(Data records begins)

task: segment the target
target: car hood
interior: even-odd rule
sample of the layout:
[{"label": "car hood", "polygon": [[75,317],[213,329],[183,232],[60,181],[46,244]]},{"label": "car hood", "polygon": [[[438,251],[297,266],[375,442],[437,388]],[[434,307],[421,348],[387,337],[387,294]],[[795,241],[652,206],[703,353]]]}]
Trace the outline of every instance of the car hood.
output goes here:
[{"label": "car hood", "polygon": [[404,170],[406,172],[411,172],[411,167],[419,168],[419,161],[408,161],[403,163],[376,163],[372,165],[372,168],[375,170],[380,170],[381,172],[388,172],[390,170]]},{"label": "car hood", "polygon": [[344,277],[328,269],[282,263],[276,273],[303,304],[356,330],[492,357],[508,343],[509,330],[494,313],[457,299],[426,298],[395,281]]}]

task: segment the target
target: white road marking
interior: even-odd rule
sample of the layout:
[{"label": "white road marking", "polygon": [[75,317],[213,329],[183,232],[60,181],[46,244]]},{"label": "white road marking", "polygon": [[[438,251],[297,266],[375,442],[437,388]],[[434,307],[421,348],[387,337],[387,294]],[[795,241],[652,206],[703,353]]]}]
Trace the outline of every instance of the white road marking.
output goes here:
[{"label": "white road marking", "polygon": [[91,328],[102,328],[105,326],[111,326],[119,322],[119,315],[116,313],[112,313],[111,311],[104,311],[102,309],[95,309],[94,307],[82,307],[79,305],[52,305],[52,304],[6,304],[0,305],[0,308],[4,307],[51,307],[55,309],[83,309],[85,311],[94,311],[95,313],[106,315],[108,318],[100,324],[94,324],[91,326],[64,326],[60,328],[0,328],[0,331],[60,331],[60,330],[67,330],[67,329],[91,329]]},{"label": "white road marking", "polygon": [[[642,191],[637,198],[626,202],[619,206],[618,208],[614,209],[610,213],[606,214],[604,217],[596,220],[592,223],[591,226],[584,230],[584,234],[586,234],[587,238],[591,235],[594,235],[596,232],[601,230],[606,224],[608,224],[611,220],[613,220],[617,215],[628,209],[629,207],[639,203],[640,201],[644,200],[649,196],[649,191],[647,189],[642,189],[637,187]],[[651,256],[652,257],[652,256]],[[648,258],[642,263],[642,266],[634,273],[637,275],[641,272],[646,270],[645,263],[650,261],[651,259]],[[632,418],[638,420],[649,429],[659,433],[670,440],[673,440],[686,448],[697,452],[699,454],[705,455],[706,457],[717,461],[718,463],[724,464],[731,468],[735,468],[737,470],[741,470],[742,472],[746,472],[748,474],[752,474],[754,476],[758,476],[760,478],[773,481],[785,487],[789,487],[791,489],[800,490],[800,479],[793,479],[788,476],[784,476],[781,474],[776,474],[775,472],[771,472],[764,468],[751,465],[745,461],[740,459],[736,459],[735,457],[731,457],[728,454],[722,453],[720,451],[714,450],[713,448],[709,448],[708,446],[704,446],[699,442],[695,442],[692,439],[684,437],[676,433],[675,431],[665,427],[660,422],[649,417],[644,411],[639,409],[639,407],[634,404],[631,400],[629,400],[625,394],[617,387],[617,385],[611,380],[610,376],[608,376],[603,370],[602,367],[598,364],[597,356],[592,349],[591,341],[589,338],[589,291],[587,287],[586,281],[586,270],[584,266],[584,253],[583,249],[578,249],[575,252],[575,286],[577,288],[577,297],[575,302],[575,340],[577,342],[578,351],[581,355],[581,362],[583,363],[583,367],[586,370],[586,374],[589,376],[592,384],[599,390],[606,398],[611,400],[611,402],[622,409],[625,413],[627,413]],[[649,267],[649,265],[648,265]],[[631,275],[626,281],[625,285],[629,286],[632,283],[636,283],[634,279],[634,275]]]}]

(Data records ends)

■ What to produce ■
Each record above must be restated in full, word for word.

■ Result of this exercise ■
task: segment the target
target: car hood
interior: even-odd rule
sample of the layout:
[{"label": "car hood", "polygon": [[75,317],[213,329],[183,232],[60,181],[46,244]]},{"label": "car hood", "polygon": [[[438,251],[297,266],[375,442],[437,388]],[[434,307],[421,348],[387,337],[387,294]],[[795,241],[652,206],[703,353]]]}]
Trace the outline of every instance of the car hood.
output goes here:
[{"label": "car hood", "polygon": [[404,170],[406,172],[411,172],[411,167],[419,168],[419,161],[408,161],[403,163],[376,163],[372,165],[372,168],[375,170],[380,170],[381,172],[388,172],[390,170]]},{"label": "car hood", "polygon": [[344,277],[328,269],[282,263],[276,273],[303,304],[356,330],[492,357],[508,343],[509,330],[494,313],[457,299],[426,298],[395,281]]}]

task: segment the target
target: white road marking
interior: even-odd rule
sample of the layout:
[{"label": "white road marking", "polygon": [[75,317],[213,329],[183,232],[60,181],[46,244]]},{"label": "white road marking", "polygon": [[[438,251],[297,266],[375,442],[437,388]],[[434,307],[421,348],[387,337],[387,294]],[[795,241],[652,206],[703,353]]]}]
Trace the outline of every instance of the white road marking.
output goes here:
[{"label": "white road marking", "polygon": [[91,328],[102,328],[105,326],[111,326],[119,322],[119,315],[116,313],[112,313],[111,311],[104,311],[102,309],[95,309],[94,307],[82,307],[79,305],[52,305],[52,304],[6,304],[0,305],[0,308],[4,307],[51,307],[55,309],[83,309],[85,311],[94,311],[95,313],[106,315],[108,318],[100,324],[94,324],[91,326],[64,326],[60,328],[0,328],[0,331],[60,331],[60,330],[67,330],[67,329],[91,329]]},{"label": "white road marking", "polygon": [[[642,191],[637,198],[626,202],[619,206],[618,208],[614,209],[610,213],[606,214],[604,217],[596,220],[592,223],[591,226],[584,230],[584,234],[586,234],[587,238],[591,235],[594,235],[596,232],[601,230],[606,224],[608,224],[611,220],[613,220],[617,215],[628,209],[629,207],[639,203],[640,201],[644,200],[649,196],[649,191],[647,189],[642,189],[637,187]],[[651,256],[652,257],[652,256]],[[648,258],[642,263],[642,266],[634,273],[637,275],[641,272],[646,270],[645,263],[650,261],[651,259]],[[632,418],[638,420],[649,429],[659,433],[670,440],[673,440],[686,448],[697,452],[699,454],[705,455],[706,457],[717,461],[718,463],[724,464],[731,468],[735,468],[737,470],[741,470],[742,472],[746,472],[748,474],[752,474],[754,476],[758,476],[760,478],[773,481],[785,487],[789,487],[791,489],[800,490],[800,479],[793,479],[788,476],[784,476],[781,474],[776,474],[775,472],[771,472],[764,468],[751,465],[745,461],[740,459],[736,459],[735,457],[731,457],[728,454],[722,453],[720,451],[714,450],[713,448],[709,448],[708,446],[704,446],[699,442],[695,442],[692,439],[684,437],[676,433],[675,431],[665,427],[660,422],[649,417],[644,411],[639,409],[639,407],[634,404],[631,400],[629,400],[625,394],[617,387],[617,385],[611,380],[610,376],[608,376],[603,370],[602,367],[598,364],[597,356],[592,349],[591,341],[589,338],[589,291],[587,287],[586,281],[586,270],[584,266],[584,253],[583,249],[578,249],[575,252],[575,286],[577,288],[577,297],[575,302],[575,340],[577,342],[578,351],[581,355],[581,362],[583,363],[583,367],[586,370],[586,374],[589,376],[592,384],[599,390],[606,398],[611,400],[611,402],[622,409],[625,413],[627,413]],[[649,267],[649,265],[648,265]],[[631,275],[626,281],[625,285],[629,286],[632,283],[636,283],[634,279],[634,275]]]}]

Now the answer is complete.